- [EXCERPTED DATA]:

*****

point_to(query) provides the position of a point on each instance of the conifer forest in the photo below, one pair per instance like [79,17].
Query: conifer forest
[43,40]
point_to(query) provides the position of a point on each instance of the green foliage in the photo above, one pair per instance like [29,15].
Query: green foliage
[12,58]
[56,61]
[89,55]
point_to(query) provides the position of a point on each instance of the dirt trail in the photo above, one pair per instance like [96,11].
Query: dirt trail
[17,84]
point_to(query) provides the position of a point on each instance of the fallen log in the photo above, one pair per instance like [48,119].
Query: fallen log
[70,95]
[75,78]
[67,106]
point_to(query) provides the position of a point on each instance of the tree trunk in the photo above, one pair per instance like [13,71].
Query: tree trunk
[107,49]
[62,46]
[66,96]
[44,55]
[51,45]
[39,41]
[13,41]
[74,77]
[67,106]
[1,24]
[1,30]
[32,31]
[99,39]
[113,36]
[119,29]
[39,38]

*****

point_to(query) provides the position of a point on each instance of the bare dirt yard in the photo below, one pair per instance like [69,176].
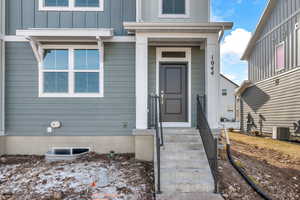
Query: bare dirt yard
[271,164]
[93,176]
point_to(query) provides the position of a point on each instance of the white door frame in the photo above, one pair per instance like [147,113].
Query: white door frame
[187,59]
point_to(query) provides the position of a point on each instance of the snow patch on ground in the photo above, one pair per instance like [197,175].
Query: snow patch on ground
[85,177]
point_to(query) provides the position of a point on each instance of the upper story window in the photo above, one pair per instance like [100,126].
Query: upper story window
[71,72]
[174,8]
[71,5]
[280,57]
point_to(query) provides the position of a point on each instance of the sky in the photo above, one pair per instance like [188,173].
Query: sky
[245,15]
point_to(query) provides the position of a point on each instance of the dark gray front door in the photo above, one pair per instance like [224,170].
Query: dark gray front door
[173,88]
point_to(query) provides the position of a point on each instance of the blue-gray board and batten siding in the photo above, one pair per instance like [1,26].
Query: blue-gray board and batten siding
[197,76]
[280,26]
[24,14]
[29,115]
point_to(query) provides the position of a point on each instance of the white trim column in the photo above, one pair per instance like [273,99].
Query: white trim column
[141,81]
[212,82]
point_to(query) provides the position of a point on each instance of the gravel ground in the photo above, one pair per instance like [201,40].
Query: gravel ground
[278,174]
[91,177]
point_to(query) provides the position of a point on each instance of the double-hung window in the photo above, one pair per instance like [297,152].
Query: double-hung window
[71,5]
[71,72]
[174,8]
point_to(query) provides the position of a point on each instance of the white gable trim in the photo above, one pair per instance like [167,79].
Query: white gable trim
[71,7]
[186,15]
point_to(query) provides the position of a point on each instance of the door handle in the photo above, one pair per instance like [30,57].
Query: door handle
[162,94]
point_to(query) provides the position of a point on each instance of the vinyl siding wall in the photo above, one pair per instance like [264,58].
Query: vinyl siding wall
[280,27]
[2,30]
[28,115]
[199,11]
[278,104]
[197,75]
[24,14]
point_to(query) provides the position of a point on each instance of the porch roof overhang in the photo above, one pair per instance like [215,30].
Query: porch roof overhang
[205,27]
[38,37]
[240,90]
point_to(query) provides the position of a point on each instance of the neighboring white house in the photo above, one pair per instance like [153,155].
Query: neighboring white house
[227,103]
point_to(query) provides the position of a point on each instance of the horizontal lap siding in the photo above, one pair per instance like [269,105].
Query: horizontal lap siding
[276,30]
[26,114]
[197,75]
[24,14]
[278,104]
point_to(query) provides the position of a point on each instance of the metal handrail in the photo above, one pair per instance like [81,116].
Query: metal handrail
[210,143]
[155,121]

*****

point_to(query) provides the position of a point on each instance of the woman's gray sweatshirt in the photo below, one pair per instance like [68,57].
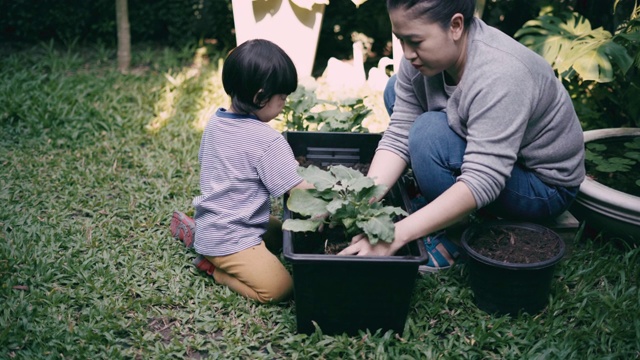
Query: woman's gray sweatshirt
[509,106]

*****

- [PROBLEM STATEMENT]: Which lines in the rows above contain the word "board"? Find and copy each of them, treating uppercase and lowercase as different.

- [TASK OUTPUT]:
point_to(query) provides the position of a point on each instance of the blue-gray board and batten siding in the photo above, one pair per instance like [1,26].
Query: blue-gray board and batten siding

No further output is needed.